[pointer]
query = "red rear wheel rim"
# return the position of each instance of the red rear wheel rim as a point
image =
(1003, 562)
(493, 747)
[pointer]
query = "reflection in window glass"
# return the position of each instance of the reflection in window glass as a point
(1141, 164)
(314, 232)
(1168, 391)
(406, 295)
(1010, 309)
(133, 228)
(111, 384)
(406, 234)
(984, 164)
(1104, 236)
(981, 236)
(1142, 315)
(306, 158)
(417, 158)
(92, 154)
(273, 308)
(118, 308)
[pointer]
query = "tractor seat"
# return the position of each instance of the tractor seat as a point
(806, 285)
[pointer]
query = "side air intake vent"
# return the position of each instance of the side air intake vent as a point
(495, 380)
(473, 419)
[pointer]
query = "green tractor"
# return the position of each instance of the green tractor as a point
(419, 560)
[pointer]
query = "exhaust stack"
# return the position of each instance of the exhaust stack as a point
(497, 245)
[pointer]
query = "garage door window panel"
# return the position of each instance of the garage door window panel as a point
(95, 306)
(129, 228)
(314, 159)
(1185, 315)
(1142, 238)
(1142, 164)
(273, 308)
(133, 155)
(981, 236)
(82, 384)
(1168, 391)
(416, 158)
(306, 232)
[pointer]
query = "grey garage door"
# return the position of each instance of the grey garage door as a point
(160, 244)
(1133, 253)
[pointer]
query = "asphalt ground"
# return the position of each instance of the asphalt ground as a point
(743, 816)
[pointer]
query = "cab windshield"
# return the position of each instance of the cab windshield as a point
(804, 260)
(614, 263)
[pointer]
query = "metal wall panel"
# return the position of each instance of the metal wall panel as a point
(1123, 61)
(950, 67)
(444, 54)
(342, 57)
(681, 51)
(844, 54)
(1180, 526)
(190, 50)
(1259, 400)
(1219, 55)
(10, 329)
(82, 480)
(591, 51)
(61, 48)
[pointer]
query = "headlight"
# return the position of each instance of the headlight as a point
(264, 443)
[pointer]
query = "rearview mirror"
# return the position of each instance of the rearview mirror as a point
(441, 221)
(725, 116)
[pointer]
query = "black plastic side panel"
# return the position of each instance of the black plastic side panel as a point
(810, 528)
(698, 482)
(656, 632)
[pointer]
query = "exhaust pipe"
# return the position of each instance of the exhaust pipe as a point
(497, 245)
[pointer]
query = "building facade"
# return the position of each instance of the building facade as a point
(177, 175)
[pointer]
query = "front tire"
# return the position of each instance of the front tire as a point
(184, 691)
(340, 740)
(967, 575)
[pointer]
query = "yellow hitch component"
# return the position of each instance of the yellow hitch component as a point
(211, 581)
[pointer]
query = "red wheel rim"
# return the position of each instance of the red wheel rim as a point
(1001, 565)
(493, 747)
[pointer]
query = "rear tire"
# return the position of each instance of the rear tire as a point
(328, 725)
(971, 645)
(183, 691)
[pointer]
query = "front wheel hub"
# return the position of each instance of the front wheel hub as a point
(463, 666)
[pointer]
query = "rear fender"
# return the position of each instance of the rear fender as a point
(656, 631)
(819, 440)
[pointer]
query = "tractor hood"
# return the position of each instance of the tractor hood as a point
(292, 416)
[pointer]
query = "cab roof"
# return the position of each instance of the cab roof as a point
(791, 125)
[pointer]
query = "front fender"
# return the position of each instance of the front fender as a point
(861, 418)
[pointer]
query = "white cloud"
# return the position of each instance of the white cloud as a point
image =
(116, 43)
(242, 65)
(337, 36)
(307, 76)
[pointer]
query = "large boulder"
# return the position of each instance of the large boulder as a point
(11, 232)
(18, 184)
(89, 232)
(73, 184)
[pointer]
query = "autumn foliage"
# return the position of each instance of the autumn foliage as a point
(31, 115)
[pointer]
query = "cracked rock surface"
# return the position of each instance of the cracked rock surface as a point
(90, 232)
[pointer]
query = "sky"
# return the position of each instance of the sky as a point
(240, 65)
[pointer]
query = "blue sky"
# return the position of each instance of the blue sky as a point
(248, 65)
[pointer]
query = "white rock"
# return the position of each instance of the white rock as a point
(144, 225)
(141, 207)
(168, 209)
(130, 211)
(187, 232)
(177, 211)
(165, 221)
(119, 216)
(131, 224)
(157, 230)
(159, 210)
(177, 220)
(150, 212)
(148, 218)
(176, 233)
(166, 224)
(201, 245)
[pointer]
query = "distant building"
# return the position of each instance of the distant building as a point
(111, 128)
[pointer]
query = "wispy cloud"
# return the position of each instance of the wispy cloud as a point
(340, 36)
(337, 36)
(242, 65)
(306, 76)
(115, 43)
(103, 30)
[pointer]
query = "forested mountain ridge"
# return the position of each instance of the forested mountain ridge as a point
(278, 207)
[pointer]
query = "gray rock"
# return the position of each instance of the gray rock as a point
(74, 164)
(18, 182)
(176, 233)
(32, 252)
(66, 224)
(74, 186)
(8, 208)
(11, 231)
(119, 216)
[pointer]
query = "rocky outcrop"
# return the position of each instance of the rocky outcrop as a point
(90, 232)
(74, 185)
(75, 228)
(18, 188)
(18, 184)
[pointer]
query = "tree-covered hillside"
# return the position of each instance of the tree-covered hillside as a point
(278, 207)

------------------------------------

> **YOUR ASSIGNMENT**: In this exercise, reproduce each line above exactly.

> **RESULT OF THIS TASK**:
[pointer]
query = "red rear wheel rim"
# return the position of each instance of the red rear wheel rim as a point
image =
(1003, 562)
(493, 747)
[pointer]
query = "reflection in window glass"
# return the position of each instance of the reflection in window glass as a point
(1141, 164)
(314, 232)
(1168, 391)
(406, 295)
(1010, 309)
(133, 228)
(111, 384)
(406, 234)
(984, 164)
(1104, 236)
(981, 236)
(1142, 315)
(306, 158)
(417, 158)
(92, 154)
(273, 308)
(118, 308)
[pointer]
query = "tractor seat"
# return the position of each instance of the tractor seat as a point
(806, 285)
[pointer]
query = "side air intake vent"
# return the position of each instance of the side air intake vent as a point
(495, 380)
(473, 419)
[pointer]
query = "green tractor"
# return the position of each instance of the green tractor as a point
(419, 560)
[pointer]
query = "exhaust stack"
# return the position of each instance of the exhaust stack as a point
(497, 245)
[pointer]
query = "garage door window panel"
# return the position of each instance of the garage door window panel as a point
(95, 306)
(129, 228)
(314, 159)
(1185, 315)
(1142, 238)
(1142, 164)
(273, 308)
(133, 155)
(981, 236)
(82, 384)
(1168, 391)
(416, 158)
(306, 232)
[pointer]
query = "grey garage door"
# return the position of each instance of the grey garage door as a point
(160, 244)
(1133, 253)
[pointer]
query = "asphalt ground"
# return the position of each instance of the asphalt ground as a point
(743, 816)
[pointer]
query = "cab windshield"
# return the position of each instance of the cab windshield as a point
(804, 260)
(614, 263)
[pointer]
query = "metal wall panel"
# return the position of each instance of the metal wall panel as a point
(1123, 61)
(950, 67)
(444, 54)
(342, 57)
(681, 51)
(844, 54)
(1180, 526)
(190, 50)
(1259, 400)
(1219, 55)
(10, 329)
(82, 480)
(591, 51)
(61, 48)
[pointer]
query = "headlight"
# return the position of each instance of the headlight as a point
(264, 443)
[pointer]
query = "rearview mirror"
# return the position of each instance of the rearview mirror as a point
(441, 221)
(725, 116)
[pointer]
query = "black plastic side panel"
# return the position of each instance of the black plastic side panel as a point
(810, 528)
(698, 482)
(656, 632)
[pointer]
query = "exhaust pipe"
# return the position of each instance of the exhaust pipe as a point
(497, 245)
[pointer]
query = "building facade"
# return the position of each instance of the building facade as a point
(177, 175)
[pointer]
query = "front tire"
# return the position of each instance of the front tire as a point
(184, 691)
(340, 740)
(967, 575)
[pointer]
query = "yellow hitch component"
# return the position of each instance of the yellow hitch component as a point
(211, 581)
[pointer]
query = "red wheel rim"
# return the position of each instance of the red wheel rim as a point
(1001, 565)
(493, 747)
[pointer]
query = "rear tire"
# return the position of each instance of the rear tire as a point
(328, 725)
(971, 645)
(183, 691)
[pointer]
query = "front wheel hub"
# return the position of each instance of the front wheel hub as a point
(463, 666)
[pointer]
query = "rear fender"
# return the position of each instance of the rear fender as a point
(656, 631)
(819, 440)
[pointer]
query = "tractor hood"
# return the position of each instance of the tractor hood as a point
(292, 416)
[pointer]
query = "cab roof"
# return the position of each instance of the cab roof as a point
(791, 125)
[pointer]
query = "front fender"
# return the position of each instance of the front fender as a point
(861, 418)
[pointer]
query = "white cloud"
# return the position of each instance of the white cloud as a point
image =
(116, 43)
(242, 65)
(337, 36)
(307, 76)
[pointer]
query = "large boulder"
# return the position of each instance of the large boulder as a point
(11, 232)
(18, 184)
(89, 232)
(73, 184)
[pointer]
query = "autumn foliage"
# return the position of each instance of the autumn foliage as a point
(31, 115)
[pointer]
query = "cracked rock surface"
# return the position of each instance of the cracked rock surface as a point
(90, 232)
[pointer]
query = "sky"
# return the position of each instance of the sky as a point
(240, 65)
[pointer]
query = "blue sky"
# return the position of each instance of the blue sky as a point
(248, 65)
[pointer]
query = "white rock"
# return the position of each instance of the white rock as a point
(144, 225)
(141, 207)
(168, 209)
(130, 211)
(187, 232)
(177, 211)
(165, 221)
(119, 216)
(131, 224)
(157, 230)
(159, 210)
(177, 220)
(150, 212)
(148, 218)
(176, 233)
(166, 224)
(201, 245)
[pointer]
query = "distant building"
# return the position of each instance of the distant building as a point
(111, 128)
[pointer]
query = "wispy cloud"
# return the position of each instance of the wispy cloud as a point
(340, 36)
(337, 36)
(242, 65)
(306, 76)
(115, 43)
(103, 30)
[pointer]
query = "forested mountain ridge"
# return the position of each instance of the forested mountain ridge as a point
(278, 207)
[pointer]
query = "gray rock"
# return the position of each instance of the gray rock as a point
(74, 164)
(18, 182)
(176, 233)
(32, 252)
(66, 224)
(74, 186)
(8, 208)
(11, 231)
(119, 216)
[pointer]
query = "rocky outcrop"
# return the position of each instance of the rocky outcrop as a point
(90, 232)
(74, 185)
(75, 228)
(18, 188)
(18, 184)
[pointer]
query = "tree-covered hillside"
# return the position of each instance of the tree-covered hillside as a point
(278, 207)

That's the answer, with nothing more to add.